**TASK ITEM:**
In the text on the seasonality of sustainable fund flows, during which months did flows into sustainable funds increase in the Southern hemisphere?

** SUPPLIED PASSAGE follows **

The seasonality of sustainable fund flows
It is high summer and while we enjoy our long days here in the Northern hemisphere, the days are definitely getting shorter, which is good news for sustainable investment funds. Meanwhile, in “the world’s second-best hemisphere” the days are getting longer which should be a headwind for sustainable funds.
If that sounds weird, hear me out. In the first half of this year, we had another crisis. And while in the spring of 2020 many advocates of sustainable investing promoted these funds as a safe haven in a crisis, I was always doubtful of that claim. As I explained back then, I think the outperformance of sustainable funds in spring 2020 was in my view due to the high exposure to tech stocks in these funds. Guess what, in the last six months tech stocks underperformed and so did sustainable investment funds. And strangely, no one is talking about sustainable funds as a safer alternative to conventional funds anymore.
However, the common perception of sustainable investment funds as “lower risk” (something that I believe is true to some extent) than conventional funds gives rise to seasonality in fund flows.
Five years ago, Mark Kamstra and his colleagues showed that fund flows are dependent on the mood of investors. They showed that by measuring the share of people who are suffering from depression and depression-like symptoms. As the days get shorter in autumn and winter, more people suffer from Seasonal Affective Disorder (SAD) and get what is sometimes referred to as the “winter blues”. Once days get longer in spring and summer, the share of people with depression declines indicating an overall better mood in society. Of course, in the southern hemisphere, that pattern is reversed which allows us to measure the impact seasonal changes in mood have on fund flows.
Average mood during a calendar year in the northern and southern hemisphere
Source: Fernandez-Perez et al. (2022). Note: OR measures onset and recovery rates of seasonal depression symptoms.
Funds that are perceived as less risky have higher inflows in times of rising SAD symptoms (i.e. declining mood). Funds that are perceived as riskier have higher inflows in times of declining SAD symptoms (i.e. improving mood).
That sustainable funds are perceived by investors as less risky than conventional funds can be seen by examining these seasonal flows as done by Adrian Fernandez-Perez and colleagues. They found that in the Northern hemisphere fund flows into sustainable funds increased as the days got shorter in autumn (i.e. August to November), while in the southern hemisphere, fund flows increased in the autumn of the Southern hemisphere, i.e. in February to May.
Clearly, these effects are small, but they provide an important insight for fund managers. Because sustainable funds are perceived as safer than conventional funds in some fuzzy, unspecified way, fund managers should put more emphasis on downside protection when managing these funds than when managing a conventional fund. That would likely help them attract and retain clients.

** End of SUPPLIED PASSAGE **
** MATERIAL PROVIDED follows **

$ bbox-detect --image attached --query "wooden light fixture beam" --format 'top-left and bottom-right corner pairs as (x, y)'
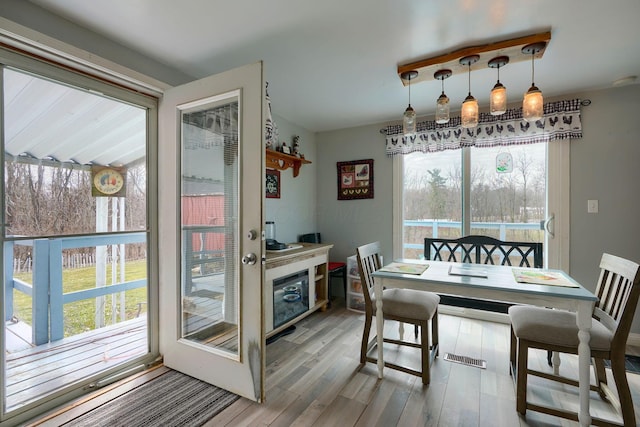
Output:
(398, 31), (551, 86)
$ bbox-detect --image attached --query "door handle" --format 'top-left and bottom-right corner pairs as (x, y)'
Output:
(242, 253), (258, 265)
(544, 214), (556, 239)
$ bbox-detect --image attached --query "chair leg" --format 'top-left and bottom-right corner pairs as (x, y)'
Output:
(516, 339), (529, 415)
(611, 354), (636, 426)
(360, 314), (373, 363)
(342, 267), (347, 301)
(431, 309), (440, 356)
(593, 358), (607, 399)
(509, 326), (518, 375)
(416, 320), (431, 384)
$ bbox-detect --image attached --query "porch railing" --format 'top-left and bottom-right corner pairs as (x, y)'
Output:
(4, 232), (147, 345)
(403, 219), (544, 251)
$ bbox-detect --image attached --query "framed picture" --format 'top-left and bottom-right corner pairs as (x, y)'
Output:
(337, 159), (373, 200)
(265, 169), (280, 199)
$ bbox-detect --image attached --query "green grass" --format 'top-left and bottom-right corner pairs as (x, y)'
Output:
(13, 260), (147, 337)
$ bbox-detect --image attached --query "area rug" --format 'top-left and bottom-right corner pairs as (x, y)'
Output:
(65, 370), (240, 427)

** End of MATERIAL PROVIDED **

**RESULT FOR THIS TASK:**
February to May.